━━ Exercise inputs ━━

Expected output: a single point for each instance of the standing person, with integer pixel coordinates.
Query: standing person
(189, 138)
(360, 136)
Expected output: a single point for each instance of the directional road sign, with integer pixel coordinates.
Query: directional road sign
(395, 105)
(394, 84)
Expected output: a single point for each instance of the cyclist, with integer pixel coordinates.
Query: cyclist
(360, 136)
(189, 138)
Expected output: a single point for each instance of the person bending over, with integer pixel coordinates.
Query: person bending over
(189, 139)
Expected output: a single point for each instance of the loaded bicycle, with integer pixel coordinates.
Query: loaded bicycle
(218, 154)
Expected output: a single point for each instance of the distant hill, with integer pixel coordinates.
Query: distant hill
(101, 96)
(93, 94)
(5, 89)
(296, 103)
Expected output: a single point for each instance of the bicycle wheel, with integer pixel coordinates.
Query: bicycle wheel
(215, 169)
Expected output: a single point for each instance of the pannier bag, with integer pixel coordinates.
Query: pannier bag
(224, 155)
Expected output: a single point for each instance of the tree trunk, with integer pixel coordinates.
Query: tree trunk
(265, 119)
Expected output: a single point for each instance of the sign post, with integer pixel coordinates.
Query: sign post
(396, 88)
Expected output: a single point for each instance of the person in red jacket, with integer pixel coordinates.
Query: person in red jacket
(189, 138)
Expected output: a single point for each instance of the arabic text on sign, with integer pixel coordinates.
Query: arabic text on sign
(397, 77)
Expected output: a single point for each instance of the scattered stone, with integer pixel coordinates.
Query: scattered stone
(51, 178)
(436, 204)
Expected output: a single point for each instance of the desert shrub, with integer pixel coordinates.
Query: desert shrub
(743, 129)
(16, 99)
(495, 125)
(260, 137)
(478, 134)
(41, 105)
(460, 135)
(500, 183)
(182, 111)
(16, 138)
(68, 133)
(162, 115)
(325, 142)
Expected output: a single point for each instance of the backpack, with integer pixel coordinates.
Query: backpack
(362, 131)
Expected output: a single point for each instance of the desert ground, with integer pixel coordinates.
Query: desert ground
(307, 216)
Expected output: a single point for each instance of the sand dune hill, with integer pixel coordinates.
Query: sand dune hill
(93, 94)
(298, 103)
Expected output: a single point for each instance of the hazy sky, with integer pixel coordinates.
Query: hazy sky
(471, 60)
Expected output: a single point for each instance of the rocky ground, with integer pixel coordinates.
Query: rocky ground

━━━

Instructions to follow: Each line with the word "rocky" in the records above belongs in the result; copy all of them.

Reply:
Expected output: a single point for each instance of the rocky ground, with integer pixel coordinates.
Query: rocky ground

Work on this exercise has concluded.